_Selected text_
Can HIV self-tests help counter Canada’s rising transmission rates?

From the article in Xtra:

…The INSTI HIV self-test may look familiar to anyone who’s done a rapid HIV test at a clinic in the last 15 years, largely because it’s the same test.

“bioLytical’s test had been licensed in Canada for more than a decade, but they hadn’t yet brought forward a self-test version,” says Dr. Sean Rourke, a scientist at MAP Centre for Urban Health Solutions at Toronto’s St. Michael’s Hospital. “So we helped the company bring forward an application to allow the test to be done by everyone.”

Rourke’s mission to get at least one HIV self-test on the market began five years ago, when he published a white paper on the issue and tried to get the federal government to sign on, with little success. “There was no traction, it was just striking to me. Where was the leadership?”

Extracted data entries

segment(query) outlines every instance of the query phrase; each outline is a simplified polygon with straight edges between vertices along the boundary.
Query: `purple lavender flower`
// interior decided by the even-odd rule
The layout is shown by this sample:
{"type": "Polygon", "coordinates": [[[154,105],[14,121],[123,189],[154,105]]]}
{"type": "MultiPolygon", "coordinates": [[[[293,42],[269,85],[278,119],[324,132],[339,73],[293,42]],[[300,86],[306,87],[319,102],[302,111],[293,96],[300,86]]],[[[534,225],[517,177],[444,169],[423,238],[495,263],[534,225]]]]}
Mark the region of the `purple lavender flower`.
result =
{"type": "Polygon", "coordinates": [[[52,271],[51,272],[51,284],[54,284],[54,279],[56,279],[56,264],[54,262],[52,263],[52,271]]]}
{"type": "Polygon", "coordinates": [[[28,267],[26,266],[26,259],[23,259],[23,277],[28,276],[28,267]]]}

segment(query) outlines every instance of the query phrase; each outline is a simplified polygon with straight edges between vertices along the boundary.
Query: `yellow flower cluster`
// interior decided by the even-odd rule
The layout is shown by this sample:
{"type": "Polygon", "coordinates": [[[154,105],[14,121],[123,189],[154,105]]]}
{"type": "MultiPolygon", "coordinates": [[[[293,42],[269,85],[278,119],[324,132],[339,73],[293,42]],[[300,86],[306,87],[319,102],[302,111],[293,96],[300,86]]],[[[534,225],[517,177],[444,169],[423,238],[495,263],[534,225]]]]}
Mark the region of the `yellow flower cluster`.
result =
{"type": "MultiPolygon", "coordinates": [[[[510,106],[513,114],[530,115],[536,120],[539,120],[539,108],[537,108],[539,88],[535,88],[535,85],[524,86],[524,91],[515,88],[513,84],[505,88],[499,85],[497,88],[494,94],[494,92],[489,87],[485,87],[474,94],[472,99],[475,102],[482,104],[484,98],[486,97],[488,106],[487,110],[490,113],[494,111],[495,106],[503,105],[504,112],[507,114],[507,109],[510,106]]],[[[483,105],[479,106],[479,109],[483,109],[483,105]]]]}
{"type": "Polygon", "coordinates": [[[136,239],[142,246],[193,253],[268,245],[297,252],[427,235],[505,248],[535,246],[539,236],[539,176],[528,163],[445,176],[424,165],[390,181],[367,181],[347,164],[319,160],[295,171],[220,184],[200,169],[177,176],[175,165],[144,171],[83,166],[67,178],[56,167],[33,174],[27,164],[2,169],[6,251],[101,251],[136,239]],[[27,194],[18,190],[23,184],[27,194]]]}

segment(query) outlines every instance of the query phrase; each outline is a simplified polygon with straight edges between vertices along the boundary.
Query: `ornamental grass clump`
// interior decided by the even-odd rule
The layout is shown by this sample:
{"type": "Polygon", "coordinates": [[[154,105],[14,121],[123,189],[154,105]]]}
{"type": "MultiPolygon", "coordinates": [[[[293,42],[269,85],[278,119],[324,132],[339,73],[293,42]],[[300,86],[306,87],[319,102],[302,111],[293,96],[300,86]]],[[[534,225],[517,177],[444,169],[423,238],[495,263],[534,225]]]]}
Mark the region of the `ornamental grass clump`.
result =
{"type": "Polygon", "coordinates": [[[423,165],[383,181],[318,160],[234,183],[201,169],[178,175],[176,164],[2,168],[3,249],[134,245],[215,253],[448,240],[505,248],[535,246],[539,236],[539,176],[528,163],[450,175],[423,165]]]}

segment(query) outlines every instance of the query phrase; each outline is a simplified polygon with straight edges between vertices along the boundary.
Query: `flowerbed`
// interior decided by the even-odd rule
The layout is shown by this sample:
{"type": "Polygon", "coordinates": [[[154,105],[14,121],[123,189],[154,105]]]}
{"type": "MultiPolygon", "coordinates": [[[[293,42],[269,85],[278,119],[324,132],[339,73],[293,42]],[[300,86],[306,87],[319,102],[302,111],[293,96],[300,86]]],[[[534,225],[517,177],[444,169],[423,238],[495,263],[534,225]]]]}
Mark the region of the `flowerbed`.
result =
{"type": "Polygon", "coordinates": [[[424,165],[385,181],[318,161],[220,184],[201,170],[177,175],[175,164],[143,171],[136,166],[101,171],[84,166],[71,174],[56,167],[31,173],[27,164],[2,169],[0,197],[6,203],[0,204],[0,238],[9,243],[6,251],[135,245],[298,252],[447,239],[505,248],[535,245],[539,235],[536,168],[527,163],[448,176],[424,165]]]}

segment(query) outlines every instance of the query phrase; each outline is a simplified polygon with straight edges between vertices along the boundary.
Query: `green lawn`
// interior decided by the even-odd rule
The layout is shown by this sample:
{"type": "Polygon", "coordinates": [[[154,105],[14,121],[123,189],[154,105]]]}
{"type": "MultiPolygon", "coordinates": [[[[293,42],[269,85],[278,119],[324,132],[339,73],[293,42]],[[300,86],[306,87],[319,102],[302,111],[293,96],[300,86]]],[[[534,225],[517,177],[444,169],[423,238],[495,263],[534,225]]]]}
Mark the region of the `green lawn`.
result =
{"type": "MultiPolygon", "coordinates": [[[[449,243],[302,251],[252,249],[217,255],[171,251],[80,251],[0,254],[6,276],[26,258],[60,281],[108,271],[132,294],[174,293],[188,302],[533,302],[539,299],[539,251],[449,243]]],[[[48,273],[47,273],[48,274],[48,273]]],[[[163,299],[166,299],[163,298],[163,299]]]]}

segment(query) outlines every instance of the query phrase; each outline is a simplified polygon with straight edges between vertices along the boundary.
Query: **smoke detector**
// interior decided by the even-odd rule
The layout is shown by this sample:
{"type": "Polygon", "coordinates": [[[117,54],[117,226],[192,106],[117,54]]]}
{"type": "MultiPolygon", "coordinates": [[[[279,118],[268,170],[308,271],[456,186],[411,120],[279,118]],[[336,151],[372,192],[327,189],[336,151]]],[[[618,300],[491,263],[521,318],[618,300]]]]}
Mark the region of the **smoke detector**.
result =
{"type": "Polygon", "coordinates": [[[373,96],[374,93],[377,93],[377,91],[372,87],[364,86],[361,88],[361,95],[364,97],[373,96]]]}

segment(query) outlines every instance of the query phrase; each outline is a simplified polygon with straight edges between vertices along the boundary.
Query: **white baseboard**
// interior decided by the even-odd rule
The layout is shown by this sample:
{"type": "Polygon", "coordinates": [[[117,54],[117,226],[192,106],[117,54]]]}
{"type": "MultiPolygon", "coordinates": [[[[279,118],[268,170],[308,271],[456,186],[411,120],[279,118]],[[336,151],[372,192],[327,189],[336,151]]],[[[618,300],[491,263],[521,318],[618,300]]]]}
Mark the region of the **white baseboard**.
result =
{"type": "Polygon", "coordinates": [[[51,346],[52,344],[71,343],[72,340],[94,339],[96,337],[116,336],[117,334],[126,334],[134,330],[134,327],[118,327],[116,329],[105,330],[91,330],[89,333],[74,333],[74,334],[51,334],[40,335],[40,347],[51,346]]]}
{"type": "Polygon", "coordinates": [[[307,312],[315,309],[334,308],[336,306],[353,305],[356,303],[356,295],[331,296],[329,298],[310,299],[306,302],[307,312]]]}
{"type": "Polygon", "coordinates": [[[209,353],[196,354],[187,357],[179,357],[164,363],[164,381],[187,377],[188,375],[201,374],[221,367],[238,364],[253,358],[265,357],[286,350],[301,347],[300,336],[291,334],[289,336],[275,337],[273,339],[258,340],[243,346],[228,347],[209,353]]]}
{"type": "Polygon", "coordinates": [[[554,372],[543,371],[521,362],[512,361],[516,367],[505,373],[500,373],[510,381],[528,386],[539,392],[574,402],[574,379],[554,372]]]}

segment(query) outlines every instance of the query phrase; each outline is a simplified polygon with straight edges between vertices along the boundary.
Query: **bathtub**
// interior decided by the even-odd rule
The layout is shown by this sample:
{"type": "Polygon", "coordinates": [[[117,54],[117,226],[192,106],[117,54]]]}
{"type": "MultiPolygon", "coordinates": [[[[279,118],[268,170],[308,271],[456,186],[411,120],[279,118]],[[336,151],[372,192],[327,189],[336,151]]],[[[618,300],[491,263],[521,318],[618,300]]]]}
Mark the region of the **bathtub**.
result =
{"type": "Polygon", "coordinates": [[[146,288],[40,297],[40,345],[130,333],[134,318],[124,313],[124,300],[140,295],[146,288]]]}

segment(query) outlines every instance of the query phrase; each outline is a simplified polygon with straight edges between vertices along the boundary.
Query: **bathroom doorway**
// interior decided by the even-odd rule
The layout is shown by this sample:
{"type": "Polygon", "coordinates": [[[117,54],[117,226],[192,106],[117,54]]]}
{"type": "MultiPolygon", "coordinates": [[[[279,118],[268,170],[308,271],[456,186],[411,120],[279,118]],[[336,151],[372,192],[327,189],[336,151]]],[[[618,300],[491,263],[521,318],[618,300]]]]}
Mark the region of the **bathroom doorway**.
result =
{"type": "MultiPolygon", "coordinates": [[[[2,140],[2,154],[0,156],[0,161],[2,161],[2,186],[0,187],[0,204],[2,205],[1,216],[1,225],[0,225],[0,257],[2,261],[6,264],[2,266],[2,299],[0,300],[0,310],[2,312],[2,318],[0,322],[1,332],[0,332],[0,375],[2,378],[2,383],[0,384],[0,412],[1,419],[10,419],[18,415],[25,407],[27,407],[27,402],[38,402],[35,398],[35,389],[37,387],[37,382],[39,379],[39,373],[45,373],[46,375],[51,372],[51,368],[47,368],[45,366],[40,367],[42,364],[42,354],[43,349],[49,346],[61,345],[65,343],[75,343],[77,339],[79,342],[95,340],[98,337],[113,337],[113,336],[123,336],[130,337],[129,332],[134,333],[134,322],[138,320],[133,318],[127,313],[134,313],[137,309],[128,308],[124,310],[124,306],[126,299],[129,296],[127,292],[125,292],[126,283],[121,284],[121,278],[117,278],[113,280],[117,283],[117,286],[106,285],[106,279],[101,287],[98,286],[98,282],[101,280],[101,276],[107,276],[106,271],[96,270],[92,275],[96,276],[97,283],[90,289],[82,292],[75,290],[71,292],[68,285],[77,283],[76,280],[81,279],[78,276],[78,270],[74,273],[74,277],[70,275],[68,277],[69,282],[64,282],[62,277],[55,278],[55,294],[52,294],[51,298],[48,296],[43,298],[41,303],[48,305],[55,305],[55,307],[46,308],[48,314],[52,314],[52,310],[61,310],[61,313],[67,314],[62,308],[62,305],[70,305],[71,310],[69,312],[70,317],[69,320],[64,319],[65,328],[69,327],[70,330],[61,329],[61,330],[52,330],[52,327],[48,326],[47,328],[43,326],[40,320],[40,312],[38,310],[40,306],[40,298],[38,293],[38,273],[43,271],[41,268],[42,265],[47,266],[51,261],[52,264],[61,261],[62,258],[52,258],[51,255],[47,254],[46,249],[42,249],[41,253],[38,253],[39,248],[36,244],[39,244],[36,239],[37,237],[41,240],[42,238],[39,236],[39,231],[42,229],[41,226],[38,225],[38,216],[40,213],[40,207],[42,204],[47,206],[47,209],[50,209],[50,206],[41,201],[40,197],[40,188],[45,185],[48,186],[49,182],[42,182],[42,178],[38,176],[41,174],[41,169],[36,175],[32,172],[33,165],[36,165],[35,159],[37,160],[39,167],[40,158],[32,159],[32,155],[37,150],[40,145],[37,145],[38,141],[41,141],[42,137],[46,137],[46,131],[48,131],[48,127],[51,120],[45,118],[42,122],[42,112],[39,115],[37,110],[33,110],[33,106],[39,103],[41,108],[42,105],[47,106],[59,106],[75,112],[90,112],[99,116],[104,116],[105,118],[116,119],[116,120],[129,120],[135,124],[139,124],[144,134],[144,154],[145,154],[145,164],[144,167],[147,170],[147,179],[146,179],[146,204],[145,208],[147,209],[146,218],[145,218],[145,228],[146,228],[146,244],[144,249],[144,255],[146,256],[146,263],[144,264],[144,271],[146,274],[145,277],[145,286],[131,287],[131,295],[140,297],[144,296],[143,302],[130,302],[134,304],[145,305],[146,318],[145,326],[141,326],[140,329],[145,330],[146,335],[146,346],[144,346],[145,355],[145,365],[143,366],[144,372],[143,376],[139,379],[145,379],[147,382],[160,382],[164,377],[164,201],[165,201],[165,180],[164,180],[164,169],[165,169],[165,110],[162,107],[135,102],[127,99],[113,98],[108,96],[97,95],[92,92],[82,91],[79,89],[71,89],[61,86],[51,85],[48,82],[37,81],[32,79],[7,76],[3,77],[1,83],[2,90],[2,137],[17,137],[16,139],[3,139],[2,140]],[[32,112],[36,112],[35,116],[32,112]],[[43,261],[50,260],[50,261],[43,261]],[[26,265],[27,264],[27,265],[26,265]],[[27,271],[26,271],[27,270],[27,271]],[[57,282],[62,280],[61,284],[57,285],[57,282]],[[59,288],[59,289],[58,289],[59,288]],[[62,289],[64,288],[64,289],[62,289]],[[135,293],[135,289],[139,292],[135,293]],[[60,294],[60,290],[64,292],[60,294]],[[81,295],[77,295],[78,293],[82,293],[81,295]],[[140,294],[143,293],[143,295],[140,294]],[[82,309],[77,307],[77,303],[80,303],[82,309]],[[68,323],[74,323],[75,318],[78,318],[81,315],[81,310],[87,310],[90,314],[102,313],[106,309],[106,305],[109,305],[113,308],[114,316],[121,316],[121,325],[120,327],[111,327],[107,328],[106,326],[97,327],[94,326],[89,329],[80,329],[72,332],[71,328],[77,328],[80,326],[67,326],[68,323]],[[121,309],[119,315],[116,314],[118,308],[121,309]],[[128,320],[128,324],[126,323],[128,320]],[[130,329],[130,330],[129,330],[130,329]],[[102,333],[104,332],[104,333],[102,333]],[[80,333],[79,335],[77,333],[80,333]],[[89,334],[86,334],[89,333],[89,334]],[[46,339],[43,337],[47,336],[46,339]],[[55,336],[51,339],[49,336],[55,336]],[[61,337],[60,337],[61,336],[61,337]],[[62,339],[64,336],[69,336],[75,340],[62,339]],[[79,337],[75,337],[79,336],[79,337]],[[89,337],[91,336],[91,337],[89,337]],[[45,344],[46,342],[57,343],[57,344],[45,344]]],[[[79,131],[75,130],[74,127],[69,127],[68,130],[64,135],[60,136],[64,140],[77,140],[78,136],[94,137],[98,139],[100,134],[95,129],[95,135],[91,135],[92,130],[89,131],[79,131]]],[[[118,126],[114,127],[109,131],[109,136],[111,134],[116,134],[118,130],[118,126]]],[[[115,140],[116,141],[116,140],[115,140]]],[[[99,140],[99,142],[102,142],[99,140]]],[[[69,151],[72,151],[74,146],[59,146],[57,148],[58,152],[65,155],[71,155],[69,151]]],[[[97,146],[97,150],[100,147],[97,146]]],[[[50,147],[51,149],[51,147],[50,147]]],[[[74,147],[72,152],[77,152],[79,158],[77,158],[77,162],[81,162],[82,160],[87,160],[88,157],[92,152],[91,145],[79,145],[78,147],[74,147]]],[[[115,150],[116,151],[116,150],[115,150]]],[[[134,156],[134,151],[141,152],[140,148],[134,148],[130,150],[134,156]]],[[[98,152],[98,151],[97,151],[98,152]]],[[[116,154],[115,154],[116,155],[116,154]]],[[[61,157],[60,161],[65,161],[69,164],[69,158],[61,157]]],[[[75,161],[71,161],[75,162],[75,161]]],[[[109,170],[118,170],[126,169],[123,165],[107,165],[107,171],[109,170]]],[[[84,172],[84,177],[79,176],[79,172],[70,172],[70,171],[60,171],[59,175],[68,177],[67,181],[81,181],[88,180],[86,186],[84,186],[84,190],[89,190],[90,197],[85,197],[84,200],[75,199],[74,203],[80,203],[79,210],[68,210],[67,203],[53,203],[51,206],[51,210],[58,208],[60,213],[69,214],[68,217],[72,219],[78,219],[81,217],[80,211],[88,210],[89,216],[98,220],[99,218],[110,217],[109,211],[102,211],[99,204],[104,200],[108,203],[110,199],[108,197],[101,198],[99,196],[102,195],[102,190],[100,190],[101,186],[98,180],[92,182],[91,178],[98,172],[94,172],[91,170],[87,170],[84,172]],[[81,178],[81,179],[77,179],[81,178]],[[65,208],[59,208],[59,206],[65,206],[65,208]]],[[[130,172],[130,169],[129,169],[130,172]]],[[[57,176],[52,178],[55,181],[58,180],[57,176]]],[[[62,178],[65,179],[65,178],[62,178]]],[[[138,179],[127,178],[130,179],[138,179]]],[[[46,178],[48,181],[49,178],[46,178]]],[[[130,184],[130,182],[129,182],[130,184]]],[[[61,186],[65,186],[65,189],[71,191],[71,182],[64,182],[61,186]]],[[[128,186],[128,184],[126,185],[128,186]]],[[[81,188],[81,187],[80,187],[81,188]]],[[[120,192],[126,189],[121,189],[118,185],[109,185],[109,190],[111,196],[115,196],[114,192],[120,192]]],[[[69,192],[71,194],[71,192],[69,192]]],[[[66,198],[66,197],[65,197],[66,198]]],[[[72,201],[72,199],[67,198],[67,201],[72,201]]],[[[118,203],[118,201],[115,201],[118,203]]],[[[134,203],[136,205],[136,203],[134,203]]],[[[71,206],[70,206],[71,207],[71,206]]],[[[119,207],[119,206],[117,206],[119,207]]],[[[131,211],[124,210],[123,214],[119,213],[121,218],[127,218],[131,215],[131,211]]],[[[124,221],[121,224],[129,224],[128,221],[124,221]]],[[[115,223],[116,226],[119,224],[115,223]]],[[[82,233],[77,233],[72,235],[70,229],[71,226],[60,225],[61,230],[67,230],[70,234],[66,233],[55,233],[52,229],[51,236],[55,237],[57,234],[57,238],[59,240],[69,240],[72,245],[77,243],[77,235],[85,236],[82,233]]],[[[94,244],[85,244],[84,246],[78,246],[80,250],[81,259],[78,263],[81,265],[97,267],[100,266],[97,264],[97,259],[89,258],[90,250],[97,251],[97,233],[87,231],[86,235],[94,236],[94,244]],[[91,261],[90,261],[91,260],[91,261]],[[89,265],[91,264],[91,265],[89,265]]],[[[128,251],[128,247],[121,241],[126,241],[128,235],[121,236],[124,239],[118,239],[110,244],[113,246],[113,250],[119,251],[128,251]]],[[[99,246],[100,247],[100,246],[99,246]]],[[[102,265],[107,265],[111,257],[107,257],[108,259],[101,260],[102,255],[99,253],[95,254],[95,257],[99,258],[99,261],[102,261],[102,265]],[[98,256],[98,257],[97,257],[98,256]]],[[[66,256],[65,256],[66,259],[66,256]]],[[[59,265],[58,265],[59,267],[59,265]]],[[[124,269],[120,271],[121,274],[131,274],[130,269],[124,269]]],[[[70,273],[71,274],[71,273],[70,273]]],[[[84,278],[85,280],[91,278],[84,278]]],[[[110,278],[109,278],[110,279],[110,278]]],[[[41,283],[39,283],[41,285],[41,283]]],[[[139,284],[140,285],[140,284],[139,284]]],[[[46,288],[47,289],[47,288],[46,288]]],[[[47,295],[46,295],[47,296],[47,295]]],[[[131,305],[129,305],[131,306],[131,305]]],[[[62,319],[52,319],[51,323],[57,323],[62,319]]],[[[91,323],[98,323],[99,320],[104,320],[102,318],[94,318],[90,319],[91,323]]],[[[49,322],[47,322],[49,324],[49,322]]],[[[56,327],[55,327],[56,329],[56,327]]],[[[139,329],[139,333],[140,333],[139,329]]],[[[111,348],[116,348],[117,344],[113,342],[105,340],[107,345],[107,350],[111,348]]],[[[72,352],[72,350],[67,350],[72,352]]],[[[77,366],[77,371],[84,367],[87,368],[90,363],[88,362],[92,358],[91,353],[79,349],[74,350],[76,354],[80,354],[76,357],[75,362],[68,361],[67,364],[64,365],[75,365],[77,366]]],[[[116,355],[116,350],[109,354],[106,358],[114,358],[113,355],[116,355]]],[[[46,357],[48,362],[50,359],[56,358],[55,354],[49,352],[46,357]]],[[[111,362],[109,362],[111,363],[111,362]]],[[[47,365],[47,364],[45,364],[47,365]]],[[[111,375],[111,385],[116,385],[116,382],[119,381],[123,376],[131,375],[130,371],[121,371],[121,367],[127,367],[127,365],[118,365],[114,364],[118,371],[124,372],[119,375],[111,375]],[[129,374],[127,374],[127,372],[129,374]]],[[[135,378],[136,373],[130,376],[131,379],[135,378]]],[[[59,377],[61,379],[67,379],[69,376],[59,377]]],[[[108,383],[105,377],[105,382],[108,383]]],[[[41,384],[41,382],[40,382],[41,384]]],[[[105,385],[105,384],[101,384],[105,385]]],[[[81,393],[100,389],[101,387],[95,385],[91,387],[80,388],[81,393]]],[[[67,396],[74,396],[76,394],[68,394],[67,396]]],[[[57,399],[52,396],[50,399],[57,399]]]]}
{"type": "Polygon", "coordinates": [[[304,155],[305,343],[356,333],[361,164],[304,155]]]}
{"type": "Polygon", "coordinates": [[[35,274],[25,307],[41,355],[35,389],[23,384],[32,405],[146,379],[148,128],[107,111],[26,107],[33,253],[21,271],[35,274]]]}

_Problems to work on_
a) According to the HIV self-test article, what position does Dr. Sean Rourke hold?
b) Extend the HIV self-test article by writing what comes after its final sentence.

_Outputs for the tasks_
a) He is a scientist at MAP Centre for Urban Health Solutions at Toronto's St. Michael's Hospital.

b)
Tired of waiting for a government mandate, Rourke and his colleagues formed REACH Nexus, a collective dedicated to ending Canada’s HIV epidemic by 2025 using tactics like self-testing. Their first step was to get the INSTI test approved for use by non-medical professionals, which they did by giving self-tests to more than 700 people from higher risk demographics—like men who have sex with men, injection drug users, Indigenous folks and immigrants from countries where the virus is prevalent.

The goal: Prove that people could be trusted to reliably take the test and interpret the result. By the study’s conclusion, more than 95 percent of participants said they’d use the self-test again and would recommend it to sexual partners, friends and others.

If proving that Canadians could follow self-test instructions sounds like a somewhat low-bar, that’s because it is. “There’s an element of paternalism—that health systems and doctors know better,” says Rourke.

For instance, HIV tests used to be accompanied by hour-long counselling sessions. However, now that so much more is known about the virus—and that treatments allow people to live long, healthy lives—the “looking over the shoulder” approach from health care practitioners isn’t needed, says Rourke. “These antiquated policies shouldn’t be there anymore.”